◆ **TASK PROMPT**: Keep the wording of every entry intact in your copy, and omit the pictures.
================
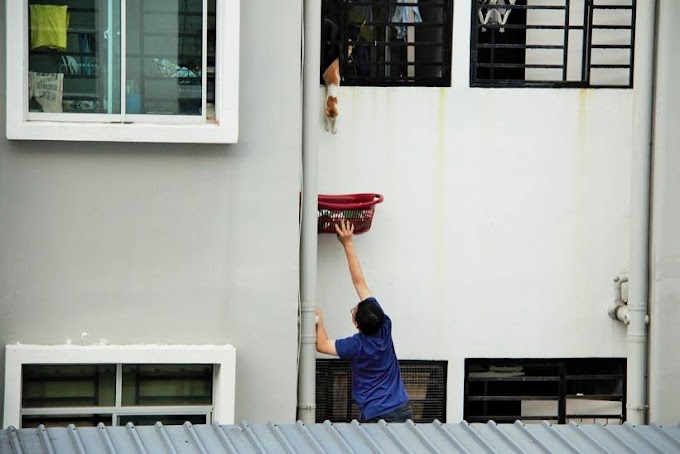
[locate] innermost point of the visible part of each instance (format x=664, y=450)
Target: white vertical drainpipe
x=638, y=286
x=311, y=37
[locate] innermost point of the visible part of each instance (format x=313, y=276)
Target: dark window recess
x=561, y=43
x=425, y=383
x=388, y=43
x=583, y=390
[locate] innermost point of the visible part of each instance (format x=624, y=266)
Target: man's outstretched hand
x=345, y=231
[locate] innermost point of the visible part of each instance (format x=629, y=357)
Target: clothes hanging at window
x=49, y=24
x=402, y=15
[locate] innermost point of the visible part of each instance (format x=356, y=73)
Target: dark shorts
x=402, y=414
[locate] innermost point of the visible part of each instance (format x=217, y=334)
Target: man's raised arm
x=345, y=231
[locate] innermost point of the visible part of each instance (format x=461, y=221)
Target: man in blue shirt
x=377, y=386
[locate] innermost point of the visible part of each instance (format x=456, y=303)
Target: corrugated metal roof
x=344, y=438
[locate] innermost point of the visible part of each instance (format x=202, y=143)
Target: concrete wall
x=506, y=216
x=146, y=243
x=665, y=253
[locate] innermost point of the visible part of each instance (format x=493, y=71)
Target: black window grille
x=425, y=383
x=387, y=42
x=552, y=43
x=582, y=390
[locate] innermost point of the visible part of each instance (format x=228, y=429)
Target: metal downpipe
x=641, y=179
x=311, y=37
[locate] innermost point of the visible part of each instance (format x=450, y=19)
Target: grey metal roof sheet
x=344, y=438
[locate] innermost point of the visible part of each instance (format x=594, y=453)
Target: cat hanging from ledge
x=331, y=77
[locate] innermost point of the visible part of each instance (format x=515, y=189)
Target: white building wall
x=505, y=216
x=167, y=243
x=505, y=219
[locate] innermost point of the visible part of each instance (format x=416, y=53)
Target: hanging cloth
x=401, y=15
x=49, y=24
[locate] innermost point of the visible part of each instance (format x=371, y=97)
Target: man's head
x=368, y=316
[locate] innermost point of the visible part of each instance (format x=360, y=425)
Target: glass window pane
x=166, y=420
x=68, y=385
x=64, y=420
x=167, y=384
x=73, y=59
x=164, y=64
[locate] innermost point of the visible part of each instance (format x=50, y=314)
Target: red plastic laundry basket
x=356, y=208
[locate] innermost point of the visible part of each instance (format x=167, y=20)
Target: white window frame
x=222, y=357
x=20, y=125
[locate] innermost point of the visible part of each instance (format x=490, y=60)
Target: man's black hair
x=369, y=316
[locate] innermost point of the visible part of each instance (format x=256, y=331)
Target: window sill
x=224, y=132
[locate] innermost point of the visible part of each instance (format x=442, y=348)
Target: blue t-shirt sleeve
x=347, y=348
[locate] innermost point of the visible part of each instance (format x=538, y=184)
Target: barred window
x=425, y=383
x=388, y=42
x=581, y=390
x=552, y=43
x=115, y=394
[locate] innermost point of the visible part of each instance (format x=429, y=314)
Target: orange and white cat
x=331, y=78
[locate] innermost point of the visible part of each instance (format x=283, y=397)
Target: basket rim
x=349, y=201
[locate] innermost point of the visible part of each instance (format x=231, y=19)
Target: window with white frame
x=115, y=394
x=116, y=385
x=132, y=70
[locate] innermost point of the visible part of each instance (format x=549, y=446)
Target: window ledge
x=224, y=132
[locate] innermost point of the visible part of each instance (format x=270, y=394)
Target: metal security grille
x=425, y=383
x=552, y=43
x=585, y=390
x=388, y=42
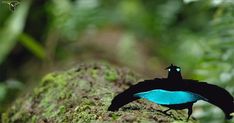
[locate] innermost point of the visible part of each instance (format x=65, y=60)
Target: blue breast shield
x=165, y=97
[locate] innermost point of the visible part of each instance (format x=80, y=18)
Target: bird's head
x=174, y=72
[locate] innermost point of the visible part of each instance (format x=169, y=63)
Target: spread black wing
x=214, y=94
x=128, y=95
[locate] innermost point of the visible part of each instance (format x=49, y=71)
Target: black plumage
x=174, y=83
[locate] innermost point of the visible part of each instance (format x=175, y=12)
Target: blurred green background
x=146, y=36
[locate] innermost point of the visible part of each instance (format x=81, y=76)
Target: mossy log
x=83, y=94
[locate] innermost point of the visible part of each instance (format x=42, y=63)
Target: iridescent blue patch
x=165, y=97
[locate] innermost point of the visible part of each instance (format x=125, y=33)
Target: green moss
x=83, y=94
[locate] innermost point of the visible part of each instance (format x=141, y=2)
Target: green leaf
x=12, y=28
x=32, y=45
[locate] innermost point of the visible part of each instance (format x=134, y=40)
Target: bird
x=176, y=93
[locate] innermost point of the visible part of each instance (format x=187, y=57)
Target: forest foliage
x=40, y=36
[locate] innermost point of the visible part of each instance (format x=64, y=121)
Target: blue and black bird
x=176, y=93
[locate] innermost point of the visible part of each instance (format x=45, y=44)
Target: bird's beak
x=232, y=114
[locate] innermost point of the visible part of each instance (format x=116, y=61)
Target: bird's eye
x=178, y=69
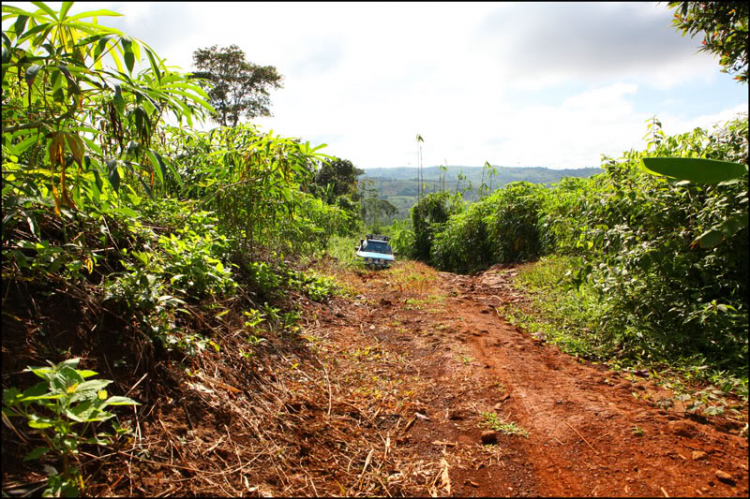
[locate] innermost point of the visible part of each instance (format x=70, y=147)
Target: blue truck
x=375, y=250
================
◆ **OUTPUT OF THE EXERCISE**:
[locate] innermost point of the visible part of each instance (format x=664, y=450)
Target: white vertical drainpipe
x=638, y=286
x=311, y=37
[locate] innermost point of the visible part of each instance (format x=313, y=276)
Target: dark window recess
x=561, y=43
x=425, y=383
x=388, y=43
x=583, y=390
[locate] innermost point of the visible part of each instance (format x=624, y=266)
Target: man's outstretched hand
x=345, y=231
[locate] innermost point of the visible part of each instance (format x=629, y=357)
Target: clothes hanging at window
x=49, y=24
x=402, y=15
[locate] innermost point of the visible part of each instance (format x=356, y=73)
Target: dark shorts
x=402, y=414
[locate] innermost point of the visible part of each instance (format x=217, y=334)
Target: man's raised arm
x=345, y=231
[locate] innermost point of the visible part of each instance (format x=461, y=221)
Target: man in blue shirt
x=377, y=386
[locate] innermost point of the visible part of each instance (format x=456, y=303)
Target: corrugated metal roof
x=344, y=438
[locate] innermost point of the visible part of each instance (format x=202, y=143)
Target: concrete wall
x=506, y=216
x=146, y=243
x=665, y=253
[locate] innermost point of the visible part of each instance (format x=493, y=71)
Target: black window grille
x=425, y=383
x=387, y=42
x=552, y=43
x=582, y=390
[locate] innermost point of the visible part of each instance (format x=228, y=429)
Target: metal downpipe
x=641, y=179
x=311, y=37
[locate] innermost point of the visible part of each instance (format x=450, y=19)
Target: grey metal roof sheet
x=344, y=438
[locate] innermost point of the visible part of each instance (format x=594, y=453)
Target: cat hanging from ledge
x=331, y=77
[locate] innermost point of the visible part of each instance (format x=515, y=189)
Target: white building wall
x=505, y=216
x=167, y=243
x=505, y=219
[locate] innermost point of the visible part of each instance (format x=416, y=53)
Target: hanging cloth
x=401, y=15
x=49, y=24
[locate] innermost point of the visible part of each instance (format x=371, y=97)
Target: man's head
x=368, y=316
[locate] innermost point of the visible part of each instance (format x=360, y=425)
Target: glass window pane
x=166, y=420
x=68, y=385
x=64, y=420
x=167, y=384
x=73, y=59
x=164, y=64
[locate] innermost point of the visible part of each instance (format x=50, y=314)
Target: red plastic laundry basket
x=356, y=208
[locate] innermost point of the visible part of each instance (format x=167, y=20)
Target: white window frame
x=222, y=357
x=20, y=125
[locate] innermost point of the visible part of each instance (format x=490, y=60)
Target: man's black hair
x=369, y=316
[locate] innermost point of the visible part of each instance (format x=256, y=331)
Target: window sill
x=224, y=132
[locate] innermost point of the visible part of each instance (format x=442, y=348)
Target: blue t-shirt sleeve
x=347, y=348
[locate] innermost point of the visible part of each instance (format x=538, y=184)
Target: barred window
x=425, y=383
x=388, y=42
x=581, y=390
x=552, y=43
x=115, y=394
[locate] innermost point of the visible part of each instance (format x=429, y=314)
Target: orange and white cat
x=331, y=78
[locate] innermost point of the visible part of each instance (format x=283, y=397)
Target: basket rim
x=349, y=201
[locate] innermost point of the visible part of each instance (format x=231, y=19)
Target: window with white frame
x=115, y=394
x=116, y=385
x=132, y=70
[locate] innermost point of the visible part of each instance (format x=549, y=446)
Target: window ledge
x=224, y=132
[locate] innermost point of the visible part of each instance (format x=270, y=394)
Target: metal security grille
x=425, y=383
x=552, y=43
x=585, y=390
x=388, y=42
[locate] innermost point of the visible part of each instance (format x=65, y=60)
Target: blue breast shield
x=165, y=97
[locate] innermost point of the visible part of each instance (format x=80, y=18)
Target: bird's head
x=174, y=72
[locate] innermost point of the visible part of each instance (format x=169, y=63)
Target: spread black wing
x=214, y=94
x=128, y=95
[locate] innermost point of the visible part of each instance (format x=49, y=71)
Target: black plumage
x=174, y=83
[locate] innermost point of the visible part of each instance (format x=175, y=12)
Target: blurred green background
x=146, y=36
[locate] innermost point of the visible part of each instance (format x=81, y=76)
Target: mossy log
x=83, y=94
[locate] innermost point of the visible part of each instance (format x=42, y=63)
Target: iridescent blue patch
x=165, y=97
[locate] innermost point of the visible part of each instance (format x=125, y=33)
Target: green moss
x=83, y=94
[locate] innermost point of the visible part of each instance (format x=141, y=2)
Target: green leaf
x=12, y=28
x=32, y=45
[locate] innermost point of the visible part of each instance (format x=134, y=40)
Target: bird
x=176, y=93
[locate] innermost point of the visible part of each instance (format x=187, y=57)
Target: forest foliage
x=40, y=36
[locate] innermost point of the visible part of each instance (format x=64, y=121)
Target: blue and black bird
x=176, y=93
[locate] innermost point of the visible part of each instance (format x=45, y=44)
Target: bird's beak
x=232, y=114
[locate] innermost point of the visible part of each instance (format x=116, y=61)
Target: bird's eye
x=178, y=69
[locate] innermost point of the visible part of each instance (format x=70, y=147)
Target: blue truck
x=375, y=250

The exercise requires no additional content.